◆ **DATA RECORDS**
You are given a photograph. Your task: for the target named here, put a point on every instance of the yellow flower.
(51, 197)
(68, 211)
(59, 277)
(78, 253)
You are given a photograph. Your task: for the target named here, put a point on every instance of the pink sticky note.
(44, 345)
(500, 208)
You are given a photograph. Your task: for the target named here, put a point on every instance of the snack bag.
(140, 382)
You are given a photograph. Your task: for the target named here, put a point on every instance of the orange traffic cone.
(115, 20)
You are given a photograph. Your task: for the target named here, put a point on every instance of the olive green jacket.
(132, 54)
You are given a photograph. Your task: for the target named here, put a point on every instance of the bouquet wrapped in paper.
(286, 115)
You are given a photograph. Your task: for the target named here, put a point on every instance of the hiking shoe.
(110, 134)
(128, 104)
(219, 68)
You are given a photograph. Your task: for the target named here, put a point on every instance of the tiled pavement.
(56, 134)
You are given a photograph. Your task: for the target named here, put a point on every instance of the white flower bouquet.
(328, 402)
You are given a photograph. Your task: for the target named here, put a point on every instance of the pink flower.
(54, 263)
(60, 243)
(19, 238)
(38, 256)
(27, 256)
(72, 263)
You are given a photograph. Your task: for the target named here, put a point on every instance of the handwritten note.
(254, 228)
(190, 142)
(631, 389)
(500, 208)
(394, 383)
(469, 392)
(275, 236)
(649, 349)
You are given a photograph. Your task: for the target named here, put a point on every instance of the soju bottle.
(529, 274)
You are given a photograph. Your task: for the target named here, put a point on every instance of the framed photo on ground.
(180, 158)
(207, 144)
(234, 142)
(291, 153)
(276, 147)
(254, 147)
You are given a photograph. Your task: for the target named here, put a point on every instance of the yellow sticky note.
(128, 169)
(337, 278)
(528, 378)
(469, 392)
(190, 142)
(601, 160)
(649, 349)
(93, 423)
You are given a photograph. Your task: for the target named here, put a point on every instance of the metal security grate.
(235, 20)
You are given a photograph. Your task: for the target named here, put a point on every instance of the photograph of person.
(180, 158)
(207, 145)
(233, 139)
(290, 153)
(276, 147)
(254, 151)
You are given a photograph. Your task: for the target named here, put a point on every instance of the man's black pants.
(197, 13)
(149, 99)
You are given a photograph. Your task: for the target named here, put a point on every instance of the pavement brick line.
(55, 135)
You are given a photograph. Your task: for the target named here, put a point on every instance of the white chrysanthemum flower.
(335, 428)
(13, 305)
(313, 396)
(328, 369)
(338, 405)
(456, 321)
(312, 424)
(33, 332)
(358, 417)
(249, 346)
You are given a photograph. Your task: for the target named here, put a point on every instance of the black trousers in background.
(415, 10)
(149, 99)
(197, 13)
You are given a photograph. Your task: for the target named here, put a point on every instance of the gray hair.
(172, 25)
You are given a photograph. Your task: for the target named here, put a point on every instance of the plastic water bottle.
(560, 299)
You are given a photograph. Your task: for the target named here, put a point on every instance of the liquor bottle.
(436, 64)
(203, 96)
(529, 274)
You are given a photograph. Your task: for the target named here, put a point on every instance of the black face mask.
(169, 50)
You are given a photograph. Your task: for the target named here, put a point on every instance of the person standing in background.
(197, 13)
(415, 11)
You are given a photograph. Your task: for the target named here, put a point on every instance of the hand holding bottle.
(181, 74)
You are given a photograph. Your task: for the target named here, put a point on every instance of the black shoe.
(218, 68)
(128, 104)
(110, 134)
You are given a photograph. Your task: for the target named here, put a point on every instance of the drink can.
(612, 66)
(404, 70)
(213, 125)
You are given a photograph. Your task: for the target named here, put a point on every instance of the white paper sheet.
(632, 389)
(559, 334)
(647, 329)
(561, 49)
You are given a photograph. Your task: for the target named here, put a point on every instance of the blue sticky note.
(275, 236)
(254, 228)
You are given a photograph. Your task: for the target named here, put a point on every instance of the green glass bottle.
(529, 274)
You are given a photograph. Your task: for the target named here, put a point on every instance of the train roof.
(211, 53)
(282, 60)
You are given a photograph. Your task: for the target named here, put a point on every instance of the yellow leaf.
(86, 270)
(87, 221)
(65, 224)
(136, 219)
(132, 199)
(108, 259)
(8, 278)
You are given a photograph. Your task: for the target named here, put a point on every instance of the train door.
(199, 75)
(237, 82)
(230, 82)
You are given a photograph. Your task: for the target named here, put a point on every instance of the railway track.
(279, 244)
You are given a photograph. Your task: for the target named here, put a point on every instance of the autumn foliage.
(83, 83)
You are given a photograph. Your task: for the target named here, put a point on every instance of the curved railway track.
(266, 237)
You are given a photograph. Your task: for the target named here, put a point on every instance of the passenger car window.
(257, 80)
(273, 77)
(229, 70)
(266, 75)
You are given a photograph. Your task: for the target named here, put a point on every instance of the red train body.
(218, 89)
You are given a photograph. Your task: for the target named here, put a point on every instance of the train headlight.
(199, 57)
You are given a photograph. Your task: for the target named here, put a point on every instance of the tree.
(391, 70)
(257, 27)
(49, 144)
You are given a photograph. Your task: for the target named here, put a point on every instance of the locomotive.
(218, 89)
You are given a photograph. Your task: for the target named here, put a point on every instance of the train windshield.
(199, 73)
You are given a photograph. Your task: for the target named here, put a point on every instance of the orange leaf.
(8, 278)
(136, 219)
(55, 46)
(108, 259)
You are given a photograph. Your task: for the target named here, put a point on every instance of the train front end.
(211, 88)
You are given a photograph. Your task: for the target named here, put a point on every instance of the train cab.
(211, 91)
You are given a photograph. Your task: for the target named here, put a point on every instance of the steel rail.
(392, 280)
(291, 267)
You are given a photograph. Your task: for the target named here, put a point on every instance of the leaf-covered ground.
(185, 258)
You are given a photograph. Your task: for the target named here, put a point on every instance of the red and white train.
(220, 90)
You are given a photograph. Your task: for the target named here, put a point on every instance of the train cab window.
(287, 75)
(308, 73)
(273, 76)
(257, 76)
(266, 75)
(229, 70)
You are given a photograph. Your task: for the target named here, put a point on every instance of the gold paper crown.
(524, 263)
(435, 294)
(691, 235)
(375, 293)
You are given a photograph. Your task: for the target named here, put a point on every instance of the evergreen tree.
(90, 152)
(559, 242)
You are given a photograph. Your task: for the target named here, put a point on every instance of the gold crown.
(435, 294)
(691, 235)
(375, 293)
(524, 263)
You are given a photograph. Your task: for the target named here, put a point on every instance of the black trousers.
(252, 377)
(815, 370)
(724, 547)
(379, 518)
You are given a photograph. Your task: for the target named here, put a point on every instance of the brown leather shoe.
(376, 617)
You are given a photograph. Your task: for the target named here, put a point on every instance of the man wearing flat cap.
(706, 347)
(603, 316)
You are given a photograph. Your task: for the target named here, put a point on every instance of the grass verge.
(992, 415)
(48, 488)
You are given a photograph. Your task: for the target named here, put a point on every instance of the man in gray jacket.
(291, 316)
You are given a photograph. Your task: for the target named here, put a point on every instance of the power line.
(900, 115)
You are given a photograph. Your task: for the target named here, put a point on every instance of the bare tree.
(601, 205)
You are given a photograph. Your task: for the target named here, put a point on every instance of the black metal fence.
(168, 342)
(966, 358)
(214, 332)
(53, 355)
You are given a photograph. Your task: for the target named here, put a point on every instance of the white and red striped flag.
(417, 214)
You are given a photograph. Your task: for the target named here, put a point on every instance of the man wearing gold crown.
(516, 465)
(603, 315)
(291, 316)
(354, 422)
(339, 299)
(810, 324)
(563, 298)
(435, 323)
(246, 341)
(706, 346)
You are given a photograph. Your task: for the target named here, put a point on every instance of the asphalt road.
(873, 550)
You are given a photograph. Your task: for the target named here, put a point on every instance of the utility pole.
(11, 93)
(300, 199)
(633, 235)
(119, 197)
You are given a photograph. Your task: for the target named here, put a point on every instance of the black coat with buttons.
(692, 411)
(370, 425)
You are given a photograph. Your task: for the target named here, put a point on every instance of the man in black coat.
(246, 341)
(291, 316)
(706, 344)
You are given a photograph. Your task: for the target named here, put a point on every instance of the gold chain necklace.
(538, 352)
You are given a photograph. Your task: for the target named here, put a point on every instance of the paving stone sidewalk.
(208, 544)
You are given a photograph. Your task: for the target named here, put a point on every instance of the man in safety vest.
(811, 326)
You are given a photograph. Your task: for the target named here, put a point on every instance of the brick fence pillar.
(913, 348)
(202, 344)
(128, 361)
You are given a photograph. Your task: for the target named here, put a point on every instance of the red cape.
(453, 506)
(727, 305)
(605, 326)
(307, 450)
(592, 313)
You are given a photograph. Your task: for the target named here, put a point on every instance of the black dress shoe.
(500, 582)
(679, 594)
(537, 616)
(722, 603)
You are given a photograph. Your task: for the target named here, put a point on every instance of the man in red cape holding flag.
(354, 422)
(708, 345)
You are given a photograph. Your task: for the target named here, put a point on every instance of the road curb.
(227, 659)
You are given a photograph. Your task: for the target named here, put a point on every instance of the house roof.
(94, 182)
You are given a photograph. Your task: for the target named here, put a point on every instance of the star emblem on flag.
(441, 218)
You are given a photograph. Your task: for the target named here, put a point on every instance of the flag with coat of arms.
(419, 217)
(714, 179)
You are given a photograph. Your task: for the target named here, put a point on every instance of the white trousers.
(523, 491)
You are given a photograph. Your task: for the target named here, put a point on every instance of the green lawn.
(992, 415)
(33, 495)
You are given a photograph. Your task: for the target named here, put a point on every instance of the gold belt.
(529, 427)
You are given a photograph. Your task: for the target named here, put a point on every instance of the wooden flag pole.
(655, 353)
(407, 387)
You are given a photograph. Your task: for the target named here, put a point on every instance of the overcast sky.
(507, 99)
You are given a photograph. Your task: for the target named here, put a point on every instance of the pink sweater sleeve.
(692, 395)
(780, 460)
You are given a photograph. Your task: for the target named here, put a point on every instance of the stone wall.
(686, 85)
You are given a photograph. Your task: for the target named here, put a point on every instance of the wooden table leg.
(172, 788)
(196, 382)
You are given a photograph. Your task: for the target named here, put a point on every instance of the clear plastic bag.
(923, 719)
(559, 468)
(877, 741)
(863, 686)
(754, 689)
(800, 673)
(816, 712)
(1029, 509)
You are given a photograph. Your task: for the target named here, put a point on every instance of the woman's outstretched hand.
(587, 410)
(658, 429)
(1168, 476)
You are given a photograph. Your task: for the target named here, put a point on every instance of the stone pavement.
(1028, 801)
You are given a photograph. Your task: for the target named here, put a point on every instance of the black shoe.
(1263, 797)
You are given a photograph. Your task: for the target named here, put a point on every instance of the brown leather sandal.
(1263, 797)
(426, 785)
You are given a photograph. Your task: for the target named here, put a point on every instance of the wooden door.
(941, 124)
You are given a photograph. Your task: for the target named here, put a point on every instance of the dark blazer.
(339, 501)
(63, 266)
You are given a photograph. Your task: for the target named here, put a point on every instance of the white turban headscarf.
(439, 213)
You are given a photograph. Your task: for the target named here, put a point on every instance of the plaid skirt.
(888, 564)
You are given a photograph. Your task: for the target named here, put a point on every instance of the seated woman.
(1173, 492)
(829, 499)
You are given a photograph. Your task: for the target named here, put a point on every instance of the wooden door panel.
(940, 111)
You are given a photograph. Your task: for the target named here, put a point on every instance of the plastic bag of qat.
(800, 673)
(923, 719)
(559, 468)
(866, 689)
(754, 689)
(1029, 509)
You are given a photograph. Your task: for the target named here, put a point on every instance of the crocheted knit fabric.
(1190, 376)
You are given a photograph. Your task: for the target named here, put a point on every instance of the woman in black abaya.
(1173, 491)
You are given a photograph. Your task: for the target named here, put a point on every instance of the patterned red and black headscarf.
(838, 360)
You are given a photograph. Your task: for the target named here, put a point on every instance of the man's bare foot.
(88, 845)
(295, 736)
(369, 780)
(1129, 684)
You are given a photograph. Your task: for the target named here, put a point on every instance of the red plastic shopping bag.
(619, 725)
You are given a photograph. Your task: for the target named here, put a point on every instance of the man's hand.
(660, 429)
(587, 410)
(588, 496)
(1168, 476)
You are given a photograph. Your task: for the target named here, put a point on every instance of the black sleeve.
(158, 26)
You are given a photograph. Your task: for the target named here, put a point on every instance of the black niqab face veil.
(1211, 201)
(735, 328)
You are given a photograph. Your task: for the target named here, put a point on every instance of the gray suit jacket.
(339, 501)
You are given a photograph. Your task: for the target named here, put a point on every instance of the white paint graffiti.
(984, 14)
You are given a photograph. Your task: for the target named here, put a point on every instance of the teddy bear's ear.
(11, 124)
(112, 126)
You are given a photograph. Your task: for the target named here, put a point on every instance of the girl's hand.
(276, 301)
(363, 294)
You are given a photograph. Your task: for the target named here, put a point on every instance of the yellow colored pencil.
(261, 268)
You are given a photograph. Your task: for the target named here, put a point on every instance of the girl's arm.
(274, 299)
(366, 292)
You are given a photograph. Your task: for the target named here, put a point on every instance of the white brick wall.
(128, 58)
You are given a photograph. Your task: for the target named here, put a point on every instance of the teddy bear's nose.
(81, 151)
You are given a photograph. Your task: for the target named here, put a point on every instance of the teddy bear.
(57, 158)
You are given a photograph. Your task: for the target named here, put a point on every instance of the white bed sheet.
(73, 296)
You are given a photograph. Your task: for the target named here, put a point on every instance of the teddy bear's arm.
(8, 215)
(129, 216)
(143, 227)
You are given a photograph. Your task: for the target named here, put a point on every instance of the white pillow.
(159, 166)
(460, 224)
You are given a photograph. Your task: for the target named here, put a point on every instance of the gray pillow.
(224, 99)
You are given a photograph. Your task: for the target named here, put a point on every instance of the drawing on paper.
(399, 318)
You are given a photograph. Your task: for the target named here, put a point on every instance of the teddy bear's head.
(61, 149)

◆ **TASK TO COMPLETE**
Everything from the line containing "teddy bear's head." through the final line of the listing, inclusive, must be reproduced exactly; leave out the rest.

◆ **EXERCISE OUTPUT**
You are given a photograph. Your task: for the target named here, put a point on every instance of the teddy bear's head.
(61, 149)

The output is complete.